▶ _Excerpt to read_
---+---

The one or more products leaving the disengagement zone of the first riser reactor 270 can exit as a product stream 298 to the fractionation zone 330. Generally, the fractionation zone 330 can receive the product stream 298 and other streams. Typically, the fractionation zone 330 can include one or more distillation columns. Such zones are disclosed in, e.g., U.S. Pat. No. 3,470,084. Usually, the fractionation zone 330 can produce several products, such as a C2 hydrocarbon stream 352, an LPG stream 354, a cracked naphtha stream 356, the light cycle oil stream 358, and a clarified slurry oil stream 360.

---+---

▶ _Available data_

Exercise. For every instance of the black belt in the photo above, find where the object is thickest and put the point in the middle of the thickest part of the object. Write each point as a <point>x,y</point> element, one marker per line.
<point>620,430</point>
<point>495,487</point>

---+---

▶ _Task brief_
Print the fractionation zone excerpt again in full, with no changes to any word or number.

▶ _Answer_
The one or more products leaving the disengagement zone of the first riser reactor 270 can exit as a product stream 298 to the fractionation zone 330. Generally, the fractionation zone 330 can receive the product stream 298 and other streams. Typically, the fractionation zone 330 can include one or more distillation columns. Such zones are disclosed in, e.g., U.S. Pat. No. 3,470,084. Usually, the fractionation zone 330 can produce several products, such as a C2 hydrocarbon stream 352, an LPG stream 354, a cracked naphtha stream 356, the light cycle oil stream 358, and a clarified slurry oil stream 360.